TASK: Write the next part of the article below on Yeshiva University's change to housing rules at its Albert Einstein College of Medicine, starting after its last sentence.

After a four-year battle to maintain control over who can share living quarters at its Albert Einstein College of Medicine, Yeshiva University quietly changed its policy this month, avoiding a trial in the lawsuit brought by lesbian students who claimed discrimination.
Under the previous policy, unmarried couples were allowed to share housing only if both parties were students at the college.
But the university is unclear about whether its new liberal policy (which allows students to room with anyone with whom they have an "interdependent" and "long-term" relationship) will extend to all its campuses.
"No one has asked us thus far," said Peter Ferrara, a university spokesman. "No one at Cardozo has made the kind of request that was made at Einstein," he said, referring to YU’s Benjamin Cardozo Law School.
In addition to Einstein and Cardozo, YU has 15 other affiliated institutions on four campuses. They include Stern College for Women, Yeshiva College, Sy Syms School of Business, Wurzweiler School of Social Work and the Rabbi Isaac Elchanan Theological Seminary, among others. Nearly half of the combined annual enrollment of 6,500 are housed by the university.
If other students request to room with a non-student other than a spouse, "I’m sure our dealings will be as equitable as possible," said Ferrara.
The lawsuit by Maggie Jones and Sara Levin, who each wanted to room with partners not enrolled at the college, had been dismissed by two New York courts, but was reinstated by the state’s Court of Appeals last July.
Ferrara declined to say why the university changed its policy now, or whether its lawyers had assessed that it was a losing battle.
But the change represents a sharp reversal for the 116-year-old university, which had maintained that the housing rule was not discriminatory because it applied to unmarried heterosexual pairs as well as gay couples. The lower courts agreed, although state Attorney Gen eral Eliot Spitzer sided with the plaintiffs, saying the policy had a "disparate impact" on gay couples who are legally unable to marry.
There was speculation that the university, which has struggled for an image that balances modernity with strict halachic compliance, would continue the battle to its conclusion.
Instead, Yeshiva amended its policy to allow non-students to reside in Einstein housing, "including a spouse and dependent children or any other person with whom the student maintains a genuine close and interdependent relationship that is, or is intended to be long-term," according to an excerpt from a draft of the policy read by Ferrara on the phone. He declined to make the draft available to The Jewish Week.

LISTED RECORDS:
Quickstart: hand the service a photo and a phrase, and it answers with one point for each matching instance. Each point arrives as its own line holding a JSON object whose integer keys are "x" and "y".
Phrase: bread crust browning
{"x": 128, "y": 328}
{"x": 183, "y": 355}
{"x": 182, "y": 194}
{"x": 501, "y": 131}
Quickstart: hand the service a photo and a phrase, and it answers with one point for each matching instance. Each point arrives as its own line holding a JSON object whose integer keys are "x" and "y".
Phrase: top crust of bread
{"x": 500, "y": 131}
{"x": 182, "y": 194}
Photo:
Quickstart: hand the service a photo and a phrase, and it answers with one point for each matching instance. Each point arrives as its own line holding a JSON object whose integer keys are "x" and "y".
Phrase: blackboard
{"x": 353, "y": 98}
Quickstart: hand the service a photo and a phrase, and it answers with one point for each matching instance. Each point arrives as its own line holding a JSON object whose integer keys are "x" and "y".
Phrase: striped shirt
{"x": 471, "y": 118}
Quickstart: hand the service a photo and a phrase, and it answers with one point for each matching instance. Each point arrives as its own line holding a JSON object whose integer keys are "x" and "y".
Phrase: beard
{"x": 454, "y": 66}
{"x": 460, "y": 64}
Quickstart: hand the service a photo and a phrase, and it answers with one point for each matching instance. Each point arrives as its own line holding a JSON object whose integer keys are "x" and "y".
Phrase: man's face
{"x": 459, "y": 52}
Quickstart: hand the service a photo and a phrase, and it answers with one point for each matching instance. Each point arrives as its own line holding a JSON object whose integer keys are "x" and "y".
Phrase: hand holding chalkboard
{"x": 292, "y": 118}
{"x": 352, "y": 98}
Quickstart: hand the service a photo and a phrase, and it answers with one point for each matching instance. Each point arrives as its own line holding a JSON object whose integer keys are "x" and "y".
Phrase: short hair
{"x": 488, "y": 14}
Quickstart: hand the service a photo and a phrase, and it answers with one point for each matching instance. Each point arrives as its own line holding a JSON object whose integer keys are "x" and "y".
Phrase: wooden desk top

TASK RESPONSE:
The suit has not been dropped, and lawyers for both sides said they were discussing how much compensation, if any, would be awarded the plaintiffs.
"We are hoping to resolve the case short of litigation," said James Essecks of the American Civil Liberties Union, who represented Jones and Levin. Both women have completed their studies at the university. "There were out-of-pocket costs for housing and commuting, and extra books. They didn’t have access to the library because they were living two boroughs away."
But Yeshiva’s lawyer, Mark Jacoby, said he anticipated a quick end to the suit, which has been a public relations albatross for the university.
"The gist of what they were looking for is moot because of the change in policy," said Jacoby. "I don’t anticipate that the lawsuit will continue."
Jacoby said the change of policy came because, "The college believed its mission is to train medical students and that the diversion of students and administration from that mission in a lawsuit is not something that was desirable."
Harvey Blitz, president of the Orthodox Union, which filed a brief in support of YU, said he was disappointed by the development.
"They should have litigated this to a conclusion," said Blitz. "The position they took originally was correct and they should have defended that position…."
But Blitz, an attorney, said he understood that YU’s lawyers may have viewed the case as unwinnable. The OU believes that accommodating gay couples amounts to "promotion of the gay and lesbian lifestyle," which is "inconsistent with Orthodox Jewish principles" and that the new policy eliminates marriage as "a legally recognizable standard," said Blitz.
But Essecks, the ACLU lawyer, said the new policy is "a broad, general policy that recognizes that you don’t have to draw a line solely at marriage [and] you can have a more humane policy that recognizes the full diversity of students."